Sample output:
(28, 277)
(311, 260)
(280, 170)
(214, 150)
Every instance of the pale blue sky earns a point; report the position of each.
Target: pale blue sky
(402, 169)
════
● WRITTEN INSTRUCTION: Reproduce every entry above line for line, keeping each character unchanged.

● ANSWER FOR THE TASK:
Sample output:
(28, 277)
(311, 260)
(280, 170)
(214, 150)
Every instance of the pale blue sky earns a point; report the position of each.
Target: pale blue sky
(402, 169)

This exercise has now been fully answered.